--- START OF Available records ---

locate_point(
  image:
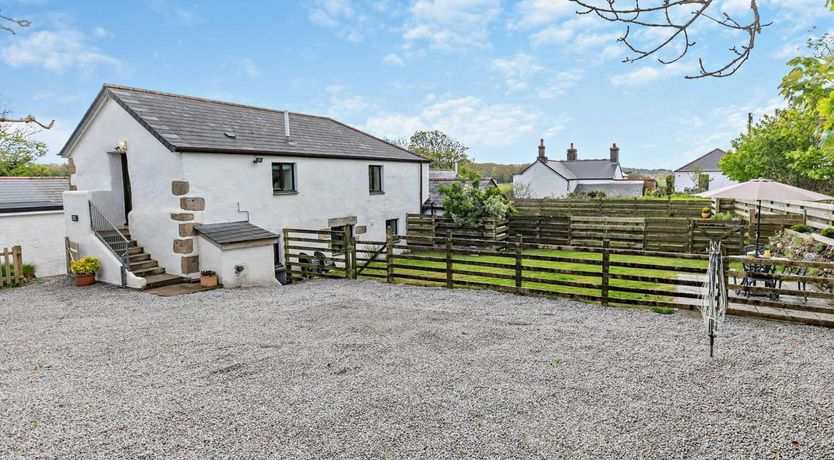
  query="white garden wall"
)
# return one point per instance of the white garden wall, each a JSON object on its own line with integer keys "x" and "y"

--- END OF Available records ---
--- START OF Available records ---

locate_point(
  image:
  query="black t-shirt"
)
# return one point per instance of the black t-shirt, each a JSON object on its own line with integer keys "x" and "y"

--- END OF Available records ---

_Do this_:
Pull out every line of the rows above that contains the string "each". Case counts.

_Output below_:
# return one point per instance of the white garden wall, each a JSON object on its own line with integer keys "x" and "y"
# return one point per instance of the black t-shirt, each a JSON object on its own line with integer keys "x" and "y"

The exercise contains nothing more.